• Directions for this task:
Shift every coordinate in the answers up by 36, and write out again the stretch from the line containing "Find the muddy" through the last of the lines, with the requests included. Leave the pictures out.

(Photo object pointing lines)
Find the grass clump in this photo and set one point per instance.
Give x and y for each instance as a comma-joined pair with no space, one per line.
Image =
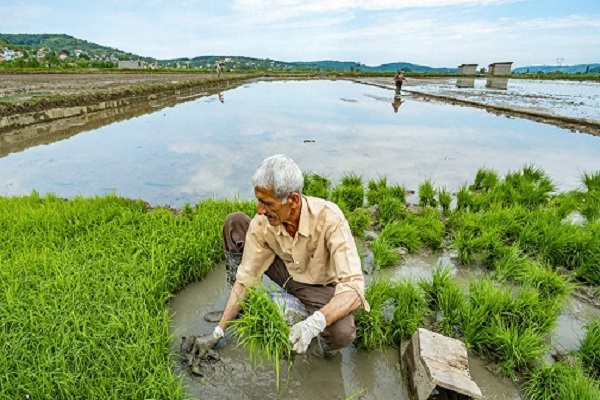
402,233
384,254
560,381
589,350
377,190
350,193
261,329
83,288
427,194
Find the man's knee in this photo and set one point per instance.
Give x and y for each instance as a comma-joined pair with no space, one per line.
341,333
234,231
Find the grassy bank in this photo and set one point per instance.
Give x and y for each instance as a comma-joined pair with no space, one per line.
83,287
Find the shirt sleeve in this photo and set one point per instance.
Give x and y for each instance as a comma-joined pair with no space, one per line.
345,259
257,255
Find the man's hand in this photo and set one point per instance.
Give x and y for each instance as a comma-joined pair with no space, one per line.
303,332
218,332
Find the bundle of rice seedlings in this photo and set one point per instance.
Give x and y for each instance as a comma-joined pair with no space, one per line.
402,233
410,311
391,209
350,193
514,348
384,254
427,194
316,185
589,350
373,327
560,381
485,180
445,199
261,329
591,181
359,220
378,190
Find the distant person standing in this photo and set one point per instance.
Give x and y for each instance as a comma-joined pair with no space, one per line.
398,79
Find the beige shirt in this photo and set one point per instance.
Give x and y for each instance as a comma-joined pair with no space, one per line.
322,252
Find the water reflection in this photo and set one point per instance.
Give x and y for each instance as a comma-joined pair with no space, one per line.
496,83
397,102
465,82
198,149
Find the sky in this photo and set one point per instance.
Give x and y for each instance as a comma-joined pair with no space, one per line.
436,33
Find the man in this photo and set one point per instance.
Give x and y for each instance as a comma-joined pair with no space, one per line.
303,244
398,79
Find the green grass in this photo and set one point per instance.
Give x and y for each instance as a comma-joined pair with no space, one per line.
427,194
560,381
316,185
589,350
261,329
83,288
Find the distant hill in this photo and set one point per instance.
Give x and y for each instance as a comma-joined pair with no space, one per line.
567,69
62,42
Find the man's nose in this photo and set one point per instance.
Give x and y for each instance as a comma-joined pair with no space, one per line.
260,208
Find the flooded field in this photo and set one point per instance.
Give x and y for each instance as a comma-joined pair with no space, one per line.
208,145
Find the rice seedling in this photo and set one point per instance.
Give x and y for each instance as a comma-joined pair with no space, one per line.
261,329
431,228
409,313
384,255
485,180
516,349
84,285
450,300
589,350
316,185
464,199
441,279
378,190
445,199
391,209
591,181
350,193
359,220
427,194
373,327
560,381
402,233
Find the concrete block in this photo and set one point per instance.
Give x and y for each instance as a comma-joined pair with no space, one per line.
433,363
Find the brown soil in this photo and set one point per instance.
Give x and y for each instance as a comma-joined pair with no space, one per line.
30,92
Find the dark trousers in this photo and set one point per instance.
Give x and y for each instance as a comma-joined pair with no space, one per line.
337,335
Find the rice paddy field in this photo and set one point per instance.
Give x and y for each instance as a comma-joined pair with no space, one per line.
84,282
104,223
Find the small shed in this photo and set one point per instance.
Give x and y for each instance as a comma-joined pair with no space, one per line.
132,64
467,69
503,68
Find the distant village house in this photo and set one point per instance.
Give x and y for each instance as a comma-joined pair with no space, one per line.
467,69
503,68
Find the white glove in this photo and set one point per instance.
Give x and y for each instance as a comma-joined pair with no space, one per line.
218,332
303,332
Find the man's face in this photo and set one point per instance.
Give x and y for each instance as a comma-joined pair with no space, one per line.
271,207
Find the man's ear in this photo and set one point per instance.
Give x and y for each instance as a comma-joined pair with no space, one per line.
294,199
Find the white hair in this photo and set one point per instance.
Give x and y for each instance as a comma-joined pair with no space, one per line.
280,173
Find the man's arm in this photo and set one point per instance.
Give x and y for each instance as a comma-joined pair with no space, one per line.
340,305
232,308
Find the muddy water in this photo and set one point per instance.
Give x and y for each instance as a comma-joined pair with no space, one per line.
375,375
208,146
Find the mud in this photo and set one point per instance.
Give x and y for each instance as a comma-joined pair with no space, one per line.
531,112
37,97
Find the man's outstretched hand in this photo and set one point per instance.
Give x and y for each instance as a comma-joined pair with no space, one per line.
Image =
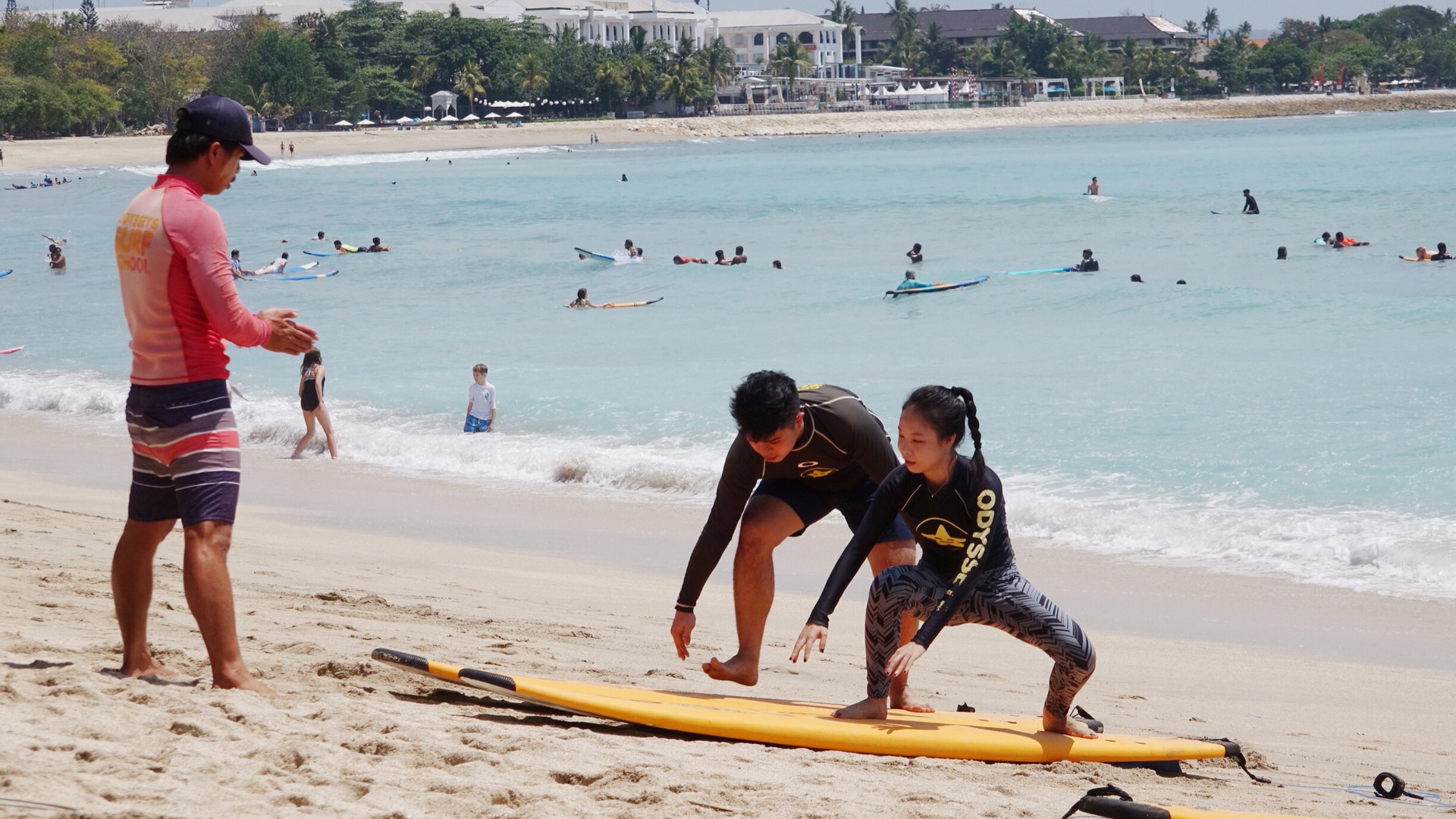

• The reply:
Find the muddy water in this photo and set one point per instance.
Give x and y for each instance as a comma-joined pair with no space, one per line.
411,411
244,182
Find the mud in this photo and set one point per instance.
Give x and y for each instance as a comma-joined pair with no space, one per line.
567,148
73,133
Find the man's outstretched hand in this photo and set one point per instance.
Give x and y for each instance as a comma-joined pair with no space, one per line.
Image =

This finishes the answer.